Excerpt from a dataset

'''

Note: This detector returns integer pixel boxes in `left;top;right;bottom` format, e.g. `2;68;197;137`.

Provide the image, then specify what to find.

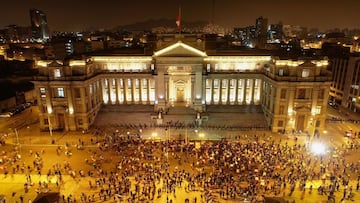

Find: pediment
294;106;311;112
154;41;207;57
299;61;316;67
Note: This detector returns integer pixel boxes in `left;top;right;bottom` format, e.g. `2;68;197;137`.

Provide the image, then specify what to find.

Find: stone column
234;79;239;104
250;78;256;104
131;78;135;104
243;78;248;104
138;78;143;104
219;79;223;104
226;79;231;104
210;79;214;104
146;79;150;104
107;78;112;104
123;78;129;104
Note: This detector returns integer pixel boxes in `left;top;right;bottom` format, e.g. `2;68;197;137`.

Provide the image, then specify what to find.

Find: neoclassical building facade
33;35;331;132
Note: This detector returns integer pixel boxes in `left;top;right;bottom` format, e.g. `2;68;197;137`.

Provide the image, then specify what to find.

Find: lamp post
48;114;52;137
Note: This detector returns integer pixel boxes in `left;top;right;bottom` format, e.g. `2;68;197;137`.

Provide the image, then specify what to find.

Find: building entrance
176;86;185;102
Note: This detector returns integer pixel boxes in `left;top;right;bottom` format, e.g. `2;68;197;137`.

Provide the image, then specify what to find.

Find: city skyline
0;0;360;31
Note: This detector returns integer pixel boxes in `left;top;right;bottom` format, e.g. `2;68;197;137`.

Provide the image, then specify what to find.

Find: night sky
0;0;360;31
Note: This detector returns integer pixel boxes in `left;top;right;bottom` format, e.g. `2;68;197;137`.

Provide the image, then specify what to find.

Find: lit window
279;69;284;76
316;106;321;114
214;79;219;87
57;87;65;98
301;69;310;78
54;69;61;78
206;64;211;72
39;87;46;98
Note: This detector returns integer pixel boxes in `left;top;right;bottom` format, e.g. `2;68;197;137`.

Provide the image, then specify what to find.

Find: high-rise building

'''

▶ **WHAT THE TASK REQUIRES**: Transcribe all of the data above verbatim, omitting the pictures from your transcription.

▶ **OUTPUT OF THE EXERCISE**:
Note: This detector returns integer pixel boxes in `left;top;right;bottom` format, e.g. `2;68;197;137`.

Provide the image, then specify what to find.


Find: pediment
294;106;311;112
154;41;207;57
299;61;316;67
Note: This detector returns integer pixel boxes in `left;top;right;bottom` format, e.g. `2;68;197;137`.

Provide the image, then specify what to find.

Find: stone column
234;79;239;104
250;78;256;104
131;78;135;104
243;78;248;104
138;78;143;104
219;79;223;104
226;79;231;104
210;79;214;104
146;79;150;104
107;78;112;104
123;78;129;104
Note: This detector returns integer pixel boxes in `left;top;right;bottom` format, e.g. `2;68;197;137`.

Provide the image, then specify what to find.

Find: neoclassical building facade
33;35;331;132
Note: This detector returns integer pixel boxes in `left;top;right;bottom` format, e.g. `2;68;197;137`.

Provide the image, then specify what to find.

Find: lamp post
48;114;52;137
Note: This detector returns integer pixel boxes in `left;top;right;bottom` format, e.g. `2;68;197;137`.

Provide the image, then specify what to find.

Find: building entrance
176;86;185;102
Note: This detector returns integer pixel boxes in `left;top;right;bottom` format, e.g. `2;68;197;137`.

Provide the image, then specify what to find.

Find: city skyline
0;0;360;31
Note: This detector returns integer pixel boxes in `left;top;right;bottom` format, e.g. `2;68;197;137`.

Provide the image, then specify what to find.

Find: night sky
0;0;360;31
Note: This detector returns integer pixel boxes in `left;top;right;bottom` format, e.g. `2;68;197;137`.

Provide the image, then specify what to find.

Find: lit window
279;69;284;76
316;106;321;114
214;79;219;87
57;87;65;98
301;69;310;78
54;69;61;78
206;64;211;72
39;87;46;98
Note: This detector returns integer pixel boxes in `left;top;right;bottom` format, e.g. `2;68;197;137`.

Provide the image, then specify what to find.

Find: high-rise building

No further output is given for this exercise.